Stored records:
+++++
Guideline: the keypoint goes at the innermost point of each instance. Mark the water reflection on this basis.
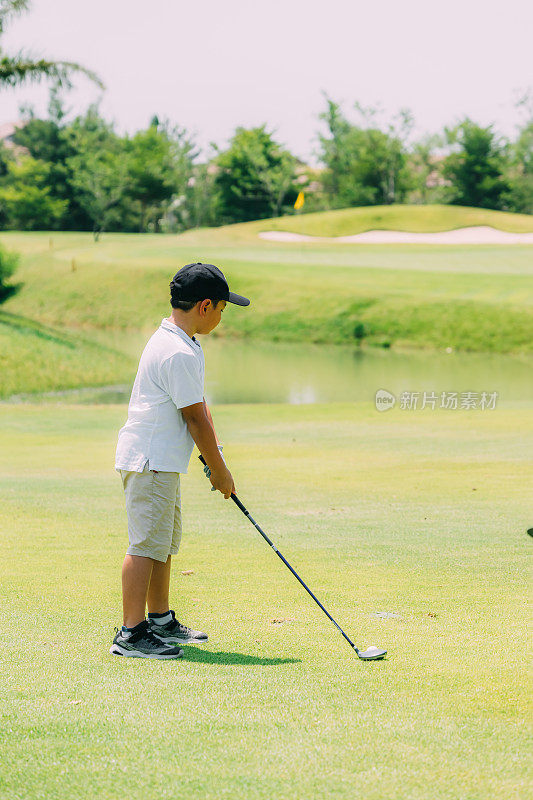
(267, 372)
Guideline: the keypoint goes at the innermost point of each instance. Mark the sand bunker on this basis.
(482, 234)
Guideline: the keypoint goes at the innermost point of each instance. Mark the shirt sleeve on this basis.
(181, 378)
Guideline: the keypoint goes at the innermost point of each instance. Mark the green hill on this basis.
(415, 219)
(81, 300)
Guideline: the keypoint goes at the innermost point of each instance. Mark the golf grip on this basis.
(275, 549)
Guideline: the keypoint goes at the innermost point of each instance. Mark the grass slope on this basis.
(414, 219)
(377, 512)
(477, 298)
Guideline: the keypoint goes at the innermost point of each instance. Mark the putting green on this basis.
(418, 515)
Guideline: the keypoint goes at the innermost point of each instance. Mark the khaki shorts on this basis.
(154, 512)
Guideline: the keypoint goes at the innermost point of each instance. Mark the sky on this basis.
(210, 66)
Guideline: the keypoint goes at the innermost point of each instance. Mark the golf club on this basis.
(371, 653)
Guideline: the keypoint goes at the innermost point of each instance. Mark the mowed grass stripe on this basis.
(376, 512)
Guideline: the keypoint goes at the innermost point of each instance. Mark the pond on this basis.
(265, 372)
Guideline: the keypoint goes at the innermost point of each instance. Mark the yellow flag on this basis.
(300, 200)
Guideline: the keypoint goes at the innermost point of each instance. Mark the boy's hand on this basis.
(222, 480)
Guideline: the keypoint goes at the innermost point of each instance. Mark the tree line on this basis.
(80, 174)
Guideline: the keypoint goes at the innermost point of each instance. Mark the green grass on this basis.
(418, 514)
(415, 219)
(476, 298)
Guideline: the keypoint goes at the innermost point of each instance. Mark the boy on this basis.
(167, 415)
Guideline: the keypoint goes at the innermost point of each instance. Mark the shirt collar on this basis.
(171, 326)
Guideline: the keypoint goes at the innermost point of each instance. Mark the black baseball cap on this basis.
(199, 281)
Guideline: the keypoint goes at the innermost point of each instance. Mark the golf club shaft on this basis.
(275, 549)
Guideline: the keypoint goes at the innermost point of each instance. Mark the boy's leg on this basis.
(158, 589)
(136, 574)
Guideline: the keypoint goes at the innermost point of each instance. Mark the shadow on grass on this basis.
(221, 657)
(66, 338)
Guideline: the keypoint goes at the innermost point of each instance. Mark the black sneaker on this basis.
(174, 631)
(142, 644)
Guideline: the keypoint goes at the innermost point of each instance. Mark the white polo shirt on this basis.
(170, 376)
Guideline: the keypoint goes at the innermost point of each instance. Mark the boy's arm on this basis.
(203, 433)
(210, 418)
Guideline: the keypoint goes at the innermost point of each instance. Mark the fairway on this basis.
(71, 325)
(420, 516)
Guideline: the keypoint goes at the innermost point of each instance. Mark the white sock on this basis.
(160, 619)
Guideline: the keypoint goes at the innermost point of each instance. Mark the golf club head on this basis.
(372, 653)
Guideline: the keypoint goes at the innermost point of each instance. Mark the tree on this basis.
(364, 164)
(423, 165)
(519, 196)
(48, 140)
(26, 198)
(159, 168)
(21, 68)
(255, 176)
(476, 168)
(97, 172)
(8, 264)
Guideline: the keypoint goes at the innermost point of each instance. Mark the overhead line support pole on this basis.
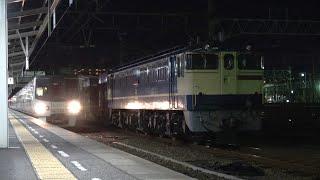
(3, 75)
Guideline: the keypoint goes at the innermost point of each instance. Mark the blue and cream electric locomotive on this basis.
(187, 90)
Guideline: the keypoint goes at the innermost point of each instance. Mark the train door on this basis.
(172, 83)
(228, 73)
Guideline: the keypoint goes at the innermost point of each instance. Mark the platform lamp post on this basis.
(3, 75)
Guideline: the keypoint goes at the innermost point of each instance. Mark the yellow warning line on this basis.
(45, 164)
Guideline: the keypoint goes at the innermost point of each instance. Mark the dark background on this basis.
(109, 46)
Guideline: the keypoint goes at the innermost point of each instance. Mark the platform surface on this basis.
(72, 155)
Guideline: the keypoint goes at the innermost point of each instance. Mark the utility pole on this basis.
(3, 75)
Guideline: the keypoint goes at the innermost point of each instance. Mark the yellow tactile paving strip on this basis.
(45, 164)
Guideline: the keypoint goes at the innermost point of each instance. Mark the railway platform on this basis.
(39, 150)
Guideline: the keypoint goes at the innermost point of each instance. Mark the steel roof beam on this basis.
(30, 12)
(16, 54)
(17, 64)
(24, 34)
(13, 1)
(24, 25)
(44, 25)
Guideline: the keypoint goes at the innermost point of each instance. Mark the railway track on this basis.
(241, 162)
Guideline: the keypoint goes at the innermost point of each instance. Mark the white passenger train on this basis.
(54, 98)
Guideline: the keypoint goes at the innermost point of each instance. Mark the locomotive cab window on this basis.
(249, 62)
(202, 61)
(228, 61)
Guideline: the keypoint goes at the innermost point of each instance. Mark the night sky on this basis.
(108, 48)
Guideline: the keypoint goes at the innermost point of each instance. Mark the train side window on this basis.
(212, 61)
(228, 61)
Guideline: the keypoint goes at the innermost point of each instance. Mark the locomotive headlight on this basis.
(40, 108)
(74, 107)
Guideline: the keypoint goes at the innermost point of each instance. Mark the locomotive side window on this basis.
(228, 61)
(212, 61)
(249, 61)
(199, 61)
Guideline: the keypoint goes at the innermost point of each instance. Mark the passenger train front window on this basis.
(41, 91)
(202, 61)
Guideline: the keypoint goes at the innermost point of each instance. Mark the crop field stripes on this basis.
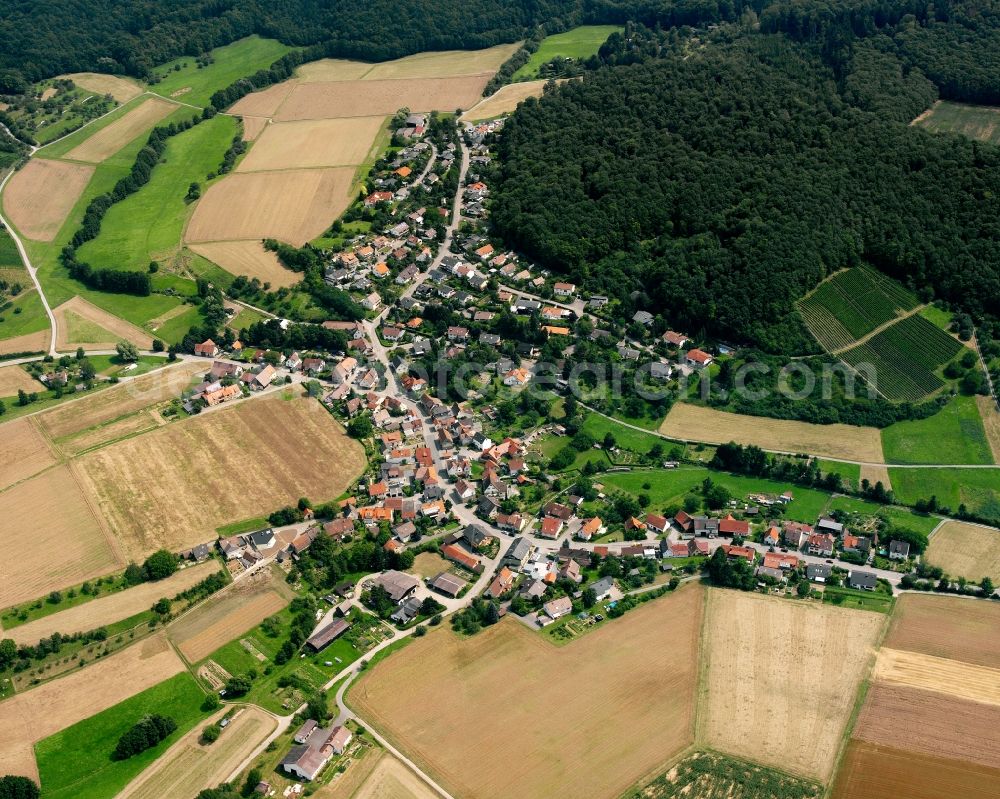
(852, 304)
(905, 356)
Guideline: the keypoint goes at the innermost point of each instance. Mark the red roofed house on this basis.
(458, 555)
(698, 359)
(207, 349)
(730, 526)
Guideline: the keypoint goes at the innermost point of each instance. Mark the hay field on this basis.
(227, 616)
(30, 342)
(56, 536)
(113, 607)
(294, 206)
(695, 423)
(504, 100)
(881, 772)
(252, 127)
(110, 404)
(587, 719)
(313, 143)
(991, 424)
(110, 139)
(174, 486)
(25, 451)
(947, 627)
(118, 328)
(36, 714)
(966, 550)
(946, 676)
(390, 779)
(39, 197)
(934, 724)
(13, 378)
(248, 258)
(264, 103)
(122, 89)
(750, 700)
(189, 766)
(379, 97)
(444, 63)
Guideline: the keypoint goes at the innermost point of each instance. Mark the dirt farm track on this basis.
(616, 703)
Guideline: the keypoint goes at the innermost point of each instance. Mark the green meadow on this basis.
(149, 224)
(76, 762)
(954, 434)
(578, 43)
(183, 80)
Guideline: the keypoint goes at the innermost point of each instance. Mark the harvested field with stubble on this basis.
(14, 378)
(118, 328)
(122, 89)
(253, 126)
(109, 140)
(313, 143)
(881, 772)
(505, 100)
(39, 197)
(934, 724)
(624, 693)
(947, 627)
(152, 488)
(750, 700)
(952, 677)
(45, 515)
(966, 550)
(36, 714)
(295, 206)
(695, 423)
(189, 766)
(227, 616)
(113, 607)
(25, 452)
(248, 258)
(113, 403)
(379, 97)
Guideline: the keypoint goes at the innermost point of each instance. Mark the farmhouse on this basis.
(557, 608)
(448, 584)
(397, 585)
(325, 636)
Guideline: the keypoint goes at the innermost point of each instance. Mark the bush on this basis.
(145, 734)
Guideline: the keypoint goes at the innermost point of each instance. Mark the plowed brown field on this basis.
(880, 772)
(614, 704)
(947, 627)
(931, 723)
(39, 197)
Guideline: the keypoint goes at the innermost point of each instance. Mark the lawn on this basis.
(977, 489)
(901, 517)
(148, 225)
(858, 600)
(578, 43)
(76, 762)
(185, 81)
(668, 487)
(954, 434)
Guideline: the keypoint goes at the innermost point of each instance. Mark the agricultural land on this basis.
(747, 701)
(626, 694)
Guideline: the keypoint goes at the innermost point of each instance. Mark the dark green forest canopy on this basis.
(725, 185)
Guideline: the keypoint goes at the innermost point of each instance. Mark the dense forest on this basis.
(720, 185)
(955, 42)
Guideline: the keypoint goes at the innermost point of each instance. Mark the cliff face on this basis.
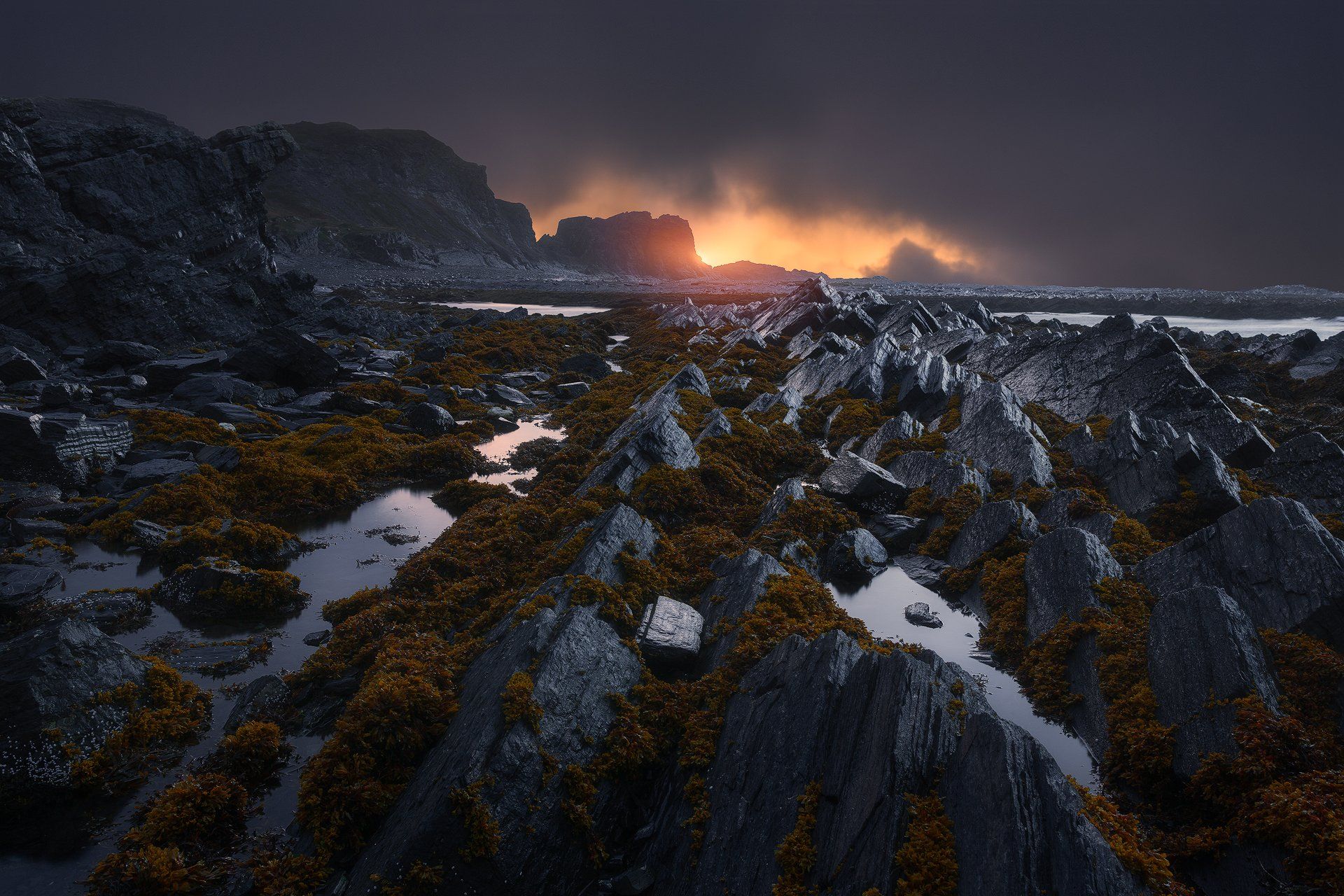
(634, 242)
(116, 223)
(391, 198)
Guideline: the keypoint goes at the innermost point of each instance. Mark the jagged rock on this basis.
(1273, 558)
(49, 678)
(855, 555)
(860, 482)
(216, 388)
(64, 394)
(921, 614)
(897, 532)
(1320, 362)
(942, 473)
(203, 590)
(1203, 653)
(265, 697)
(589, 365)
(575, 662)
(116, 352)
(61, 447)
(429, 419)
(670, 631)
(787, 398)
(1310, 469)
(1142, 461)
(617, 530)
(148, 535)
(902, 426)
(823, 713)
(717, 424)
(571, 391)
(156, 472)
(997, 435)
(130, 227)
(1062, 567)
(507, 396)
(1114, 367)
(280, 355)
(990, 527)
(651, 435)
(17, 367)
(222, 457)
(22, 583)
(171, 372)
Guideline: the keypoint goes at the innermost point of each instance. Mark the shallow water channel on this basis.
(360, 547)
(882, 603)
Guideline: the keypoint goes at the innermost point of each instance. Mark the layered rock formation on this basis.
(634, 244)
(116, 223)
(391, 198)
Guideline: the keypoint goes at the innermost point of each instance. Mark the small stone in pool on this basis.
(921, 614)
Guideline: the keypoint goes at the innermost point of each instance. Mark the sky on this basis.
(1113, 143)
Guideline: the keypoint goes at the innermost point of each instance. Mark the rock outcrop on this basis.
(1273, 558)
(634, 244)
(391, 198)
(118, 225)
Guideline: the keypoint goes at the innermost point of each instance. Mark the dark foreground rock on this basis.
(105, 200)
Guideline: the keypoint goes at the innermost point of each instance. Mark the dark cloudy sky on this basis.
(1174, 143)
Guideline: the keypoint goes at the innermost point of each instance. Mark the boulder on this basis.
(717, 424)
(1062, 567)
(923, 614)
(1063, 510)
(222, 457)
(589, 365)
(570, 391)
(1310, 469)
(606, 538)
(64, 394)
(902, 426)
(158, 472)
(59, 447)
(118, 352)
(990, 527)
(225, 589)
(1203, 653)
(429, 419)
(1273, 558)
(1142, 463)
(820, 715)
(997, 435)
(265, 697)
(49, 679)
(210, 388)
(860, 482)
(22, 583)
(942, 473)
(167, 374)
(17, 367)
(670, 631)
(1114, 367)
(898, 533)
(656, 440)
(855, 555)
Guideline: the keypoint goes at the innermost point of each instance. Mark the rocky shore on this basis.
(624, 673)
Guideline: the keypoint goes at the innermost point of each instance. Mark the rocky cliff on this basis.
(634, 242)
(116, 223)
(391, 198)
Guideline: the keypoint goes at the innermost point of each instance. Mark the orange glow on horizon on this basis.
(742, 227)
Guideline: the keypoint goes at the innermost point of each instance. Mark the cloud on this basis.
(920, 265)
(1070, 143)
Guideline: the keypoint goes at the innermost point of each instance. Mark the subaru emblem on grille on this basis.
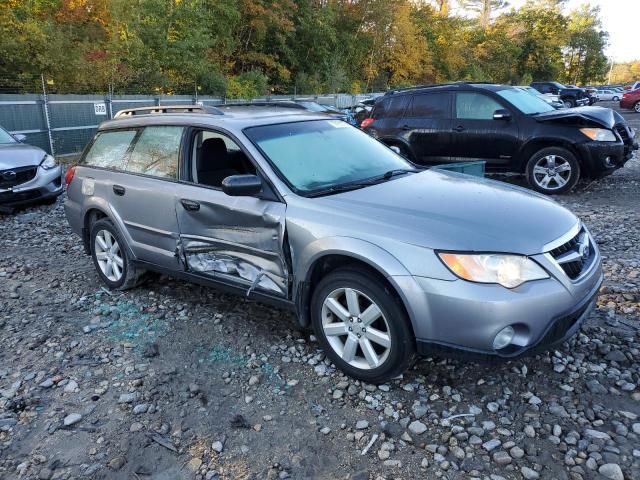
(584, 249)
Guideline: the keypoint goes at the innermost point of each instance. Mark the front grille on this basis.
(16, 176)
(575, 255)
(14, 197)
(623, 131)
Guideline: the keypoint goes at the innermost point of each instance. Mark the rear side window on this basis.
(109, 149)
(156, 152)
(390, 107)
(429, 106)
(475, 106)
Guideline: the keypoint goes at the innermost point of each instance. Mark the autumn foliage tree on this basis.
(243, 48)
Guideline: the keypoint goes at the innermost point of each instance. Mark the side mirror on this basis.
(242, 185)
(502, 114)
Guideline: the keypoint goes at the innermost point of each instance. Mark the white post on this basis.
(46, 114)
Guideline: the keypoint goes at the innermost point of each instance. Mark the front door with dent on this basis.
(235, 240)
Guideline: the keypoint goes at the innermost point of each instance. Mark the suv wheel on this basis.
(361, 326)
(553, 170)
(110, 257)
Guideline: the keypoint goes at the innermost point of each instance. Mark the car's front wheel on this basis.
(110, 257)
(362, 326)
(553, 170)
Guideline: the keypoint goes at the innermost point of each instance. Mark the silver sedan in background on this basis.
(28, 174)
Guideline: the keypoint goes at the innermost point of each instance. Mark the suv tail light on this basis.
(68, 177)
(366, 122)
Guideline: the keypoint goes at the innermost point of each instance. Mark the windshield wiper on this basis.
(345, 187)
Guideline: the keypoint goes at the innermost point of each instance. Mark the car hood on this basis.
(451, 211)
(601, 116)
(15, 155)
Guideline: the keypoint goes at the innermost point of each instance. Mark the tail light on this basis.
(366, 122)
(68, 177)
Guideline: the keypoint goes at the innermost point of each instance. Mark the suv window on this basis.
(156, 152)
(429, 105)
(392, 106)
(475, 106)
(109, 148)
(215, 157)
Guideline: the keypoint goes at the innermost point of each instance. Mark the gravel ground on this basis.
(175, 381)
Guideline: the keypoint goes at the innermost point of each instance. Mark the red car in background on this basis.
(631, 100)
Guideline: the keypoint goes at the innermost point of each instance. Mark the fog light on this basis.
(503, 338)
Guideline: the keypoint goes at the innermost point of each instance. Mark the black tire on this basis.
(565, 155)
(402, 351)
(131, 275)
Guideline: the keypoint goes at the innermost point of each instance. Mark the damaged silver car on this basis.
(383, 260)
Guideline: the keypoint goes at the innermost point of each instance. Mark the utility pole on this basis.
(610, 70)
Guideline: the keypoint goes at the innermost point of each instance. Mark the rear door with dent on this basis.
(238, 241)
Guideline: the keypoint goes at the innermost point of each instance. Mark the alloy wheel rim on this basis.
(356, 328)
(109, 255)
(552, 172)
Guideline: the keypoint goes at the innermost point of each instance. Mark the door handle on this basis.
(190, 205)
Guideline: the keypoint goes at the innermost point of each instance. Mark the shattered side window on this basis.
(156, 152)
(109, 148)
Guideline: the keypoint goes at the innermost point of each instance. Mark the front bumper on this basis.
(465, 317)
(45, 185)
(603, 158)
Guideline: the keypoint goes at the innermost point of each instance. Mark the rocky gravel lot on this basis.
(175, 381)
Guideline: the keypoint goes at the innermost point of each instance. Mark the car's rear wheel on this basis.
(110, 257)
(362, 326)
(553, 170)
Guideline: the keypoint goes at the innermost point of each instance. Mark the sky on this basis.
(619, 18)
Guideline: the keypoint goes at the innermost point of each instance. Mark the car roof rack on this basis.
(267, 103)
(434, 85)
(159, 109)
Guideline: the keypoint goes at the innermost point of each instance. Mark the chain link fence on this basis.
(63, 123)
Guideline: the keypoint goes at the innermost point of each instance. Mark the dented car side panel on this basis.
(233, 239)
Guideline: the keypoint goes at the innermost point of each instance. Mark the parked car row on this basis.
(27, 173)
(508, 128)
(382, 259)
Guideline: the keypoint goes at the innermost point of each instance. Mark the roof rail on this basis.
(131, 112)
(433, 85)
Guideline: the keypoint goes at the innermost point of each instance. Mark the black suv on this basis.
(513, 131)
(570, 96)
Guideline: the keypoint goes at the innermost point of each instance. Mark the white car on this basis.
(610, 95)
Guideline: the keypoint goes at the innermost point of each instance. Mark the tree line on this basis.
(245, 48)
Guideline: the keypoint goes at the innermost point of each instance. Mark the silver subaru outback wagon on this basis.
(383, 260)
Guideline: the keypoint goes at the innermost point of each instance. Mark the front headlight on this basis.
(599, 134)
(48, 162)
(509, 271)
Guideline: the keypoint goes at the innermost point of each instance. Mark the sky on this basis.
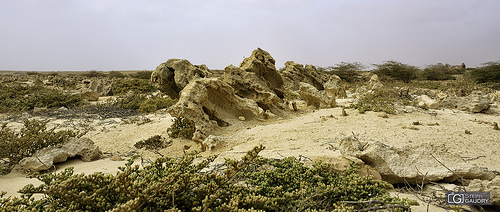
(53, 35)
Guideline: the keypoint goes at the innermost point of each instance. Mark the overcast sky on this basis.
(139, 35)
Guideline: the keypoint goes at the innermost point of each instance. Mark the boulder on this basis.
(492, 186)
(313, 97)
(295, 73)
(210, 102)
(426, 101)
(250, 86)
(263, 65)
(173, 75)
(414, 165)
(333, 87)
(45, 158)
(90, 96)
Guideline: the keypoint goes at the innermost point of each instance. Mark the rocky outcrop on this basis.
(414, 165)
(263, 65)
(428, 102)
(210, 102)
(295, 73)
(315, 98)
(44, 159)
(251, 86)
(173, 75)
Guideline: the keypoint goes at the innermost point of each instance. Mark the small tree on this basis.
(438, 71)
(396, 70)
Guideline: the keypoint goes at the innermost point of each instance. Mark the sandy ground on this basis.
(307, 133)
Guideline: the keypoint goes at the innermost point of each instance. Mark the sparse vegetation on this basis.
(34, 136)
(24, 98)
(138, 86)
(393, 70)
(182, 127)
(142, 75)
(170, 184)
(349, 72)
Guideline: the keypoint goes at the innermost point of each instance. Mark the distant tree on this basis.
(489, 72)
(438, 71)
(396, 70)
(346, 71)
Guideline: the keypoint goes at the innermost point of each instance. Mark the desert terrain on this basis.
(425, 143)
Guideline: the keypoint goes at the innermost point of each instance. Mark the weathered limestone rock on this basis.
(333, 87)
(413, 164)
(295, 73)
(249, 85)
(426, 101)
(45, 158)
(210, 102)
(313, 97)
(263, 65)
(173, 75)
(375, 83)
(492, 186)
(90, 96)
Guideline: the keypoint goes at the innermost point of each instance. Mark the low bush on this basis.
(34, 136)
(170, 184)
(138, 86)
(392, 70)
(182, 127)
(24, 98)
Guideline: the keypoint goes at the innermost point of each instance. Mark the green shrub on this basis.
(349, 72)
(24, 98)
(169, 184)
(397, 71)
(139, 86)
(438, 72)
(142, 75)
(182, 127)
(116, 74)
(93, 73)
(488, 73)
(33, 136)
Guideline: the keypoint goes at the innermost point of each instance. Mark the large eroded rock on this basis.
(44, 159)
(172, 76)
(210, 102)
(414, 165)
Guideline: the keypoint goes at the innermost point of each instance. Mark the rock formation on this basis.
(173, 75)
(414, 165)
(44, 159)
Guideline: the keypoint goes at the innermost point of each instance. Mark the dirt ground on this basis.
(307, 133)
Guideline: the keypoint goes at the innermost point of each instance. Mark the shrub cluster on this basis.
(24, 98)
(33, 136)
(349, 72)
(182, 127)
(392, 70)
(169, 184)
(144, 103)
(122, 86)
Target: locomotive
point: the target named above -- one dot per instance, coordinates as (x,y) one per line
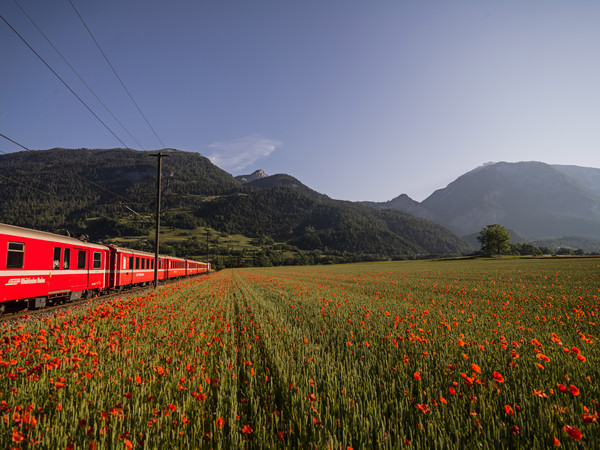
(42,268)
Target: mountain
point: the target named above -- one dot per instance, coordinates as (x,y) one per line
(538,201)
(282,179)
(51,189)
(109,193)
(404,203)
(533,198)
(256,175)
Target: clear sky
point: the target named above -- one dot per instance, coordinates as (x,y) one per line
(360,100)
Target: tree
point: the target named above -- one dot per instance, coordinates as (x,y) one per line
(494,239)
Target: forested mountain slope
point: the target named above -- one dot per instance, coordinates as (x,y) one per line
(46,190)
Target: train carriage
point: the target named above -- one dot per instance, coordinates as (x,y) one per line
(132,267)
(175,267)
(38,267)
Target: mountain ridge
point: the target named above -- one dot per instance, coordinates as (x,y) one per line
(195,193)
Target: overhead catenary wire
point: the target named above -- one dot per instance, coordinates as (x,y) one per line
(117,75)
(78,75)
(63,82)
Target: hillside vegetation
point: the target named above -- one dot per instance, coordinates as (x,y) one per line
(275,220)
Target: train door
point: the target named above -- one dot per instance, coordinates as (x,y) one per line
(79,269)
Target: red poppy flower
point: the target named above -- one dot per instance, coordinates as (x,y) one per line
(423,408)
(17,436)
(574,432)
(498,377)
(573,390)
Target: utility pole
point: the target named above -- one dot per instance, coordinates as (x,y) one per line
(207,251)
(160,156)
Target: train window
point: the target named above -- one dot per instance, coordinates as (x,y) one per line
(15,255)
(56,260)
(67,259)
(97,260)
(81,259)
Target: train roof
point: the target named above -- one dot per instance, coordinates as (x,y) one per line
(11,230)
+++++
▶ [EXERCISE GOAL]: Return exactly what appears in the records from the line with "Target: clear sky" through the final line, and nothing else.

▶ [TASK RESPONSE]:
Target: clear sky
point: the target named above -- one dot per instance, coordinates as (x,y) one per line
(360,100)
Target: tree
point: the target named above -- one dot per instance, coordinates as (x,y) one per line
(494,239)
Target: forested mountain slope
point: the target named above -- one dot per instance, coordinates as (x,y) one per line
(46,190)
Target: train carriage
point: the target named above -- one dot per instance, coordinates as (x,y) one per line
(132,267)
(175,267)
(38,267)
Target: mountain ridge
point: the target named above -- one dot per instance, coordinates as (x,y) one per line
(195,193)
Target: overhead catenary wire
point: the target named above -- one dot per instance, coordinates as (x,y) one per line
(117,75)
(78,75)
(63,82)
Target: hillside vegetation
point: the target named above -- one dot per instance, coordinates as (x,y) one per line
(275,220)
Target: train door
point: the target named above -- one dot per instance, coordinates as (x,y) one per line
(79,269)
Target: red poppy flower
point: the target named above -- one dot per instance, coordinates as (x,y) one per line
(423,408)
(17,436)
(574,432)
(498,377)
(573,390)
Target: utility pole
point: the target named above -- one dot per instance, coordinates as (x,y) one per line
(207,251)
(160,156)
Target: train window
point: the target named above -- one dot per instance, coordinates as (x,y) one per line
(15,255)
(56,260)
(67,259)
(97,260)
(81,259)
Target: train roof
point: the target named above -- one dot per instance, coordinates as (x,y) one per line
(11,230)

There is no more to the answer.